> **Document section**:
● ● ● ●
Opinion: The day Jordan’s fear of leftist politics was solidified


Published: 2017-09-28 13:56

Last Updated: 2021-06-11 14:05

Editor: Kamel AlSharif

Smoke rises in Amman during clashes between the Jordanian army and fedayeen. (Photo Source: Jordanian archives)
Smoke rises in Amman during clashes between the Jordanian army and fedayeen. (Photo Source: Jordanian archives)

Black September has left a legacy of left-wing apprehension on Jordanian political thought.
Easily one of the most sensitive political topics in the Kingdom, it is curious how a pre-existing compatibility between Islamic and left-wing schools of thought was, and continues to be, compromised by the events of this crucial moment in Jordan’s history.

In brief summary, Black September was a period of escalating conflict between the Jordanian Armed Forces under HM King Hussein, and the Palestine Liberation Organization under Yasser Arafat, fought between the 16th and 27th of September 1970, with some continued hostility until July of 1971. After Jordan lost control of the West Bank, Palestinian military forces were based in Jordan gaining wide support from across the Arab world in the struggle against Israeli expansion. However, they began increasing in strength and number, operating as a “state within a state” inside Jordan, to the extent of compromising the Jordanian monarchy’s hold on power.

Jordan was smacked right in the middle of the Arab Cold War. Although Arab states were (formally) unaligned between the Soviet and American-blocs, ideological trajectories were polarizing between nationalist socialism and traditionalist monarchies. Between Ba’athist Syria and Iraq, and Abdel Nasser’s support for the PLO, the Jordanian monarchy was understandably grappling with its hold on power. Indeed, some veterans fighting on behalf of the monarchy claim that Vietnamese soldiers were also acting in opposition, back when the North Vietnamese government was a communist state. Given this context, it is perfectly understandable why the Jordanian political identity is so averse to communism, socialism and broadly speaking any form of left-wing ideology.
● ● ● ●
> **Data**:
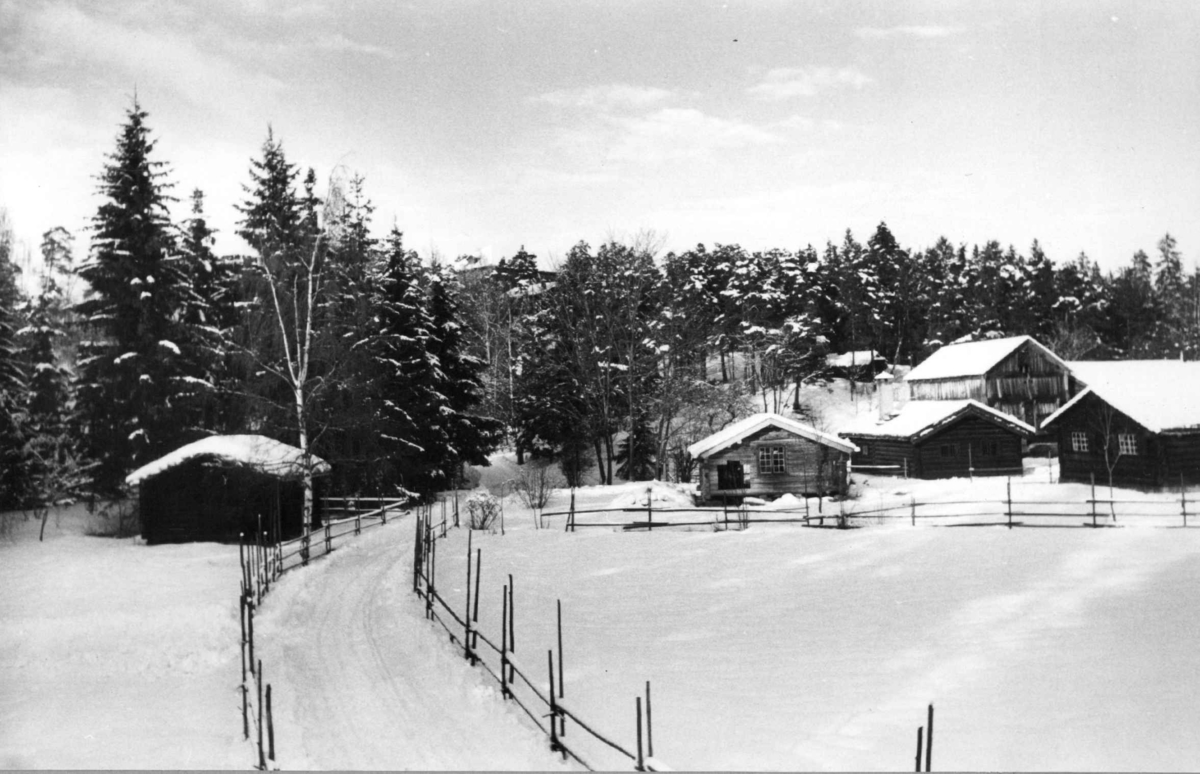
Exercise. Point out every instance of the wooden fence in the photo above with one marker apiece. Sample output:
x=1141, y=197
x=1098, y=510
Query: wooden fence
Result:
x=499, y=660
x=262, y=564
x=1092, y=511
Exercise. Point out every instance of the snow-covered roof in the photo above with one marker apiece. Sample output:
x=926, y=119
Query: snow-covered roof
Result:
x=918, y=419
x=259, y=453
x=753, y=424
x=973, y=358
x=852, y=359
x=1159, y=395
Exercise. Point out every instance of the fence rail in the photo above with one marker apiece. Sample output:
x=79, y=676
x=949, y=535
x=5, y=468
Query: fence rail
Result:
x=1092, y=511
x=501, y=660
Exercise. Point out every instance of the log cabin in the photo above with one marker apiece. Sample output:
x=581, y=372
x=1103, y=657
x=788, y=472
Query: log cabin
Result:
x=1135, y=419
x=939, y=439
x=214, y=489
x=767, y=455
x=1017, y=376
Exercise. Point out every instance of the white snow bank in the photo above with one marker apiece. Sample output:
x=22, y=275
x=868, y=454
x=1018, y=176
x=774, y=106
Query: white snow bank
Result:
x=118, y=655
x=642, y=493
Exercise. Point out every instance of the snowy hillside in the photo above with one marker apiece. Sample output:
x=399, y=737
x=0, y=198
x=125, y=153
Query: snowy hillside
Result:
x=774, y=648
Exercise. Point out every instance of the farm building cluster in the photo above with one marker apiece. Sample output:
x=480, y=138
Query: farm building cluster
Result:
x=971, y=408
x=975, y=408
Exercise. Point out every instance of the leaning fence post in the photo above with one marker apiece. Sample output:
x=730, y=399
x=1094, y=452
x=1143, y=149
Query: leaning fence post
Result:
x=641, y=761
x=1009, y=502
x=466, y=615
x=561, y=682
x=258, y=679
x=250, y=628
x=504, y=646
x=1093, y=499
x=270, y=725
x=1183, y=499
x=649, y=726
x=929, y=741
x=553, y=707
x=474, y=637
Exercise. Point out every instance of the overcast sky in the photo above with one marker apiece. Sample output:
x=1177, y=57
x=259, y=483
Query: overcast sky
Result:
x=483, y=126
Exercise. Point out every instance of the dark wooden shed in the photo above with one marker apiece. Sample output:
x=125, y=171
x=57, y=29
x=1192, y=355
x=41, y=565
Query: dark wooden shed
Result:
x=1015, y=375
x=1138, y=418
x=940, y=439
x=220, y=486
x=767, y=455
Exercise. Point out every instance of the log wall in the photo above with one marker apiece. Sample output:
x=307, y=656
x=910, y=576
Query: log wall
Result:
x=811, y=467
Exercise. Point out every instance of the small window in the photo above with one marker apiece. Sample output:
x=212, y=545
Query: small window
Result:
x=771, y=460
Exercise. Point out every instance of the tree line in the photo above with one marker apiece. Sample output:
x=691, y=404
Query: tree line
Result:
x=400, y=370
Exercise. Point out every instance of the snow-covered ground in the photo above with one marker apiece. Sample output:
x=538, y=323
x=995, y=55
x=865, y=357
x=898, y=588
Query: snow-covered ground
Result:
x=773, y=648
x=117, y=655
x=791, y=648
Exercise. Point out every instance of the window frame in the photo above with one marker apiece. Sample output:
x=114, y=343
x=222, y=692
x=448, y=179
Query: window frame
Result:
x=772, y=460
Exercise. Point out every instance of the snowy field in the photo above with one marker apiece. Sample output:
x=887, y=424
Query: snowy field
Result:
x=117, y=655
x=774, y=648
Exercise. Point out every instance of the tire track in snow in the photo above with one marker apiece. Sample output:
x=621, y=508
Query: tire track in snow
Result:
x=367, y=683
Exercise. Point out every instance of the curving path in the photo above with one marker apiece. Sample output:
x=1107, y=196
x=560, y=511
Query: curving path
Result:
x=361, y=681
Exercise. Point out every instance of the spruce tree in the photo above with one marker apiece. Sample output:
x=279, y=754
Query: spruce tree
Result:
x=130, y=372
x=13, y=460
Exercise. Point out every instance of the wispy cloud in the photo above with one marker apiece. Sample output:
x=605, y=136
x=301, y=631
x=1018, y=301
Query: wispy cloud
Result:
x=906, y=30
x=617, y=95
x=157, y=57
x=786, y=83
x=342, y=45
x=660, y=137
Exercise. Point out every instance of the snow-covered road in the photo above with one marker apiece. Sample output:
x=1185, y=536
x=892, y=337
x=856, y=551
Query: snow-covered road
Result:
x=361, y=681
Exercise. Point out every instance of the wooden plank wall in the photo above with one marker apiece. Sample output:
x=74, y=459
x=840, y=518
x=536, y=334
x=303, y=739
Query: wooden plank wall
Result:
x=811, y=467
x=970, y=432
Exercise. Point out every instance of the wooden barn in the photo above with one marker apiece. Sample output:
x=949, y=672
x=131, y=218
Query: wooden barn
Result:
x=1015, y=375
x=767, y=455
x=217, y=487
x=940, y=439
x=1139, y=419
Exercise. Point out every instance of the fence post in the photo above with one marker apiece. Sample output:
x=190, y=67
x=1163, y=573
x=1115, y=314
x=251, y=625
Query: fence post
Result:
x=474, y=637
x=513, y=625
x=1009, y=502
x=641, y=762
x=562, y=731
x=504, y=646
x=649, y=725
x=553, y=707
x=250, y=629
x=466, y=615
x=258, y=679
x=1183, y=499
x=929, y=741
x=270, y=725
x=1093, y=499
● ● ● ●
> **Goals**:
(a) Answer these questions from the opinion piece on Black September:
(i) Between which dates in September 1970 was Black September fought?
(ii) Who led the Palestine Liberation Organization during the conflict?
(iii) According to some veterans who fought for the monarchy, soldiers from which country were also acting in opposition?
(b) Reproduce the stretch of the opinion piece on Black September from "Published: 2017-09-28 13:56" through "in Jordan’s history.".

> **Solutions in order**:
(a)
(i) From the 16th to the 27th of September 1970.
(ii) Yasser Arafat.
(iii) Vietnam.

(b)
Published: 2017-09-28 13:56

Last Updated: 2021-06-11 14:05

Editor: Kamel AlSharif

Smoke rises in Amman during clashes between the Jordanian army and fedayeen. (Photo Source: Jordanian archives)
Smoke rises in Amman during clashes between the Jordanian army and fedayeen. (Photo Source: Jordanian archives)

Black September has left a legacy of left-wing apprehension on Jordanian political thought.
Easily one of the most sensitive political topics in the Kingdom, it is curious how a pre-existing compatibility between Islamic and left-wing schools of thought was, and continues to be, compromised by the events of this crucial moment in Jordan’s history.